# CONSIGNES
(1) D'après l'extrait sur le DMP, combien de DMP avaient été ouverts au 9 juin ?
(2) Dans l'extrait sur le DMP, relevez tous les numéros des recommandations proposées à l'intention des professionnels de santé.

# EXTRAIT CHOISI
---*---

Au 9 juin, 9,3 millions de DMP ont été ouverts, apprend-on dans le rapport.
La Cnam a un objectif de 20 millions d'ouvertures en 2020, et de 40 millions en 2022, date Ă laquelle l'ouverture sera automatique sauf opposition du patient.
Cyril Isaac-Sibille dresse 37 recommandations, regroupées selon les publics concernés, afin de faire du DMP "le centre du virage numérique de notre système de santé".
Pour "permettre en un seul clic l’accès au DMP et aux outils numériques" aux professionnels de santé, il recommande notamment de:
- "supprimer le carnet de santé papier et intégrer son contenu au sein du DMP" (recommandation n°26)
- intégrer dans la formation initiale et la formation continue des professionnels de santé "des modules de formation aux outils et enjeux de l’informatique médicale et de l’e-santé", et "instaurer un label attestant de la numéricité des professionnels de santé" (recommandations n°6 et 7)
- "intégrer l’identité du médecin traitant dans le DMP afin de pouvoir lui signifier l’ouverture de celui-ci et d’organiser avec le patient la rédaction du volet de synthèse médicale dans un délai déterminé", et "intégrer dans le forfait patientèle médecin traitant une rémunération du praticien pour alimenter et suivre le DMP" (recommandations n°14 et 18)
- "rendre le contenu du dossier pharmaceutique consultable au sein du DMP" et "intégrer l’accès au DMP dans le nouveau système d’information des Samu" (SI-Samu) (recommandations n°22 et 25)
Le député s'intéresse aussi aux établissements de santé. Pour eux, il préconise de:
- faire "prendre en charge par l’assurance maladie le coût des développements nécessaires à l’alimentation automatique des DMP par les SI [systèmes d'information] des établissements de santé" (recommandation n°10)
- "renforcer le financement du programme Hop'EN pour mettre à niveau les SI des établissements de santé au sein des groupements hospitaliers de territoire [GHT]" (recommandation n°11)

---*---

# DONNÉES
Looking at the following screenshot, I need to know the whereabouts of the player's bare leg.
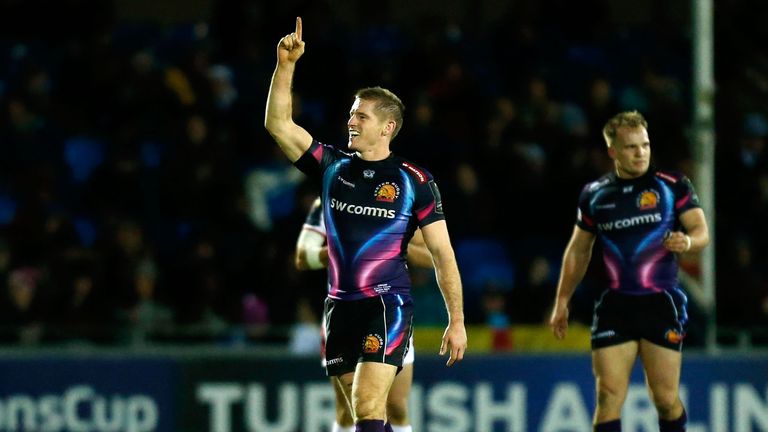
[640,340,684,420]
[387,363,413,427]
[352,362,397,430]
[592,341,639,425]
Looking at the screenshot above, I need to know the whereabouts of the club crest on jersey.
[637,189,659,210]
[373,182,400,202]
[363,333,384,354]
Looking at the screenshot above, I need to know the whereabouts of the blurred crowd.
[0,0,768,350]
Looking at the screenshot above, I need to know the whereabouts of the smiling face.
[347,98,395,152]
[608,126,651,178]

---*---

# CORRIGÉ
(1) 9,3 millions.

(2) 26, 6, 7, 14, 18, 22 et 25.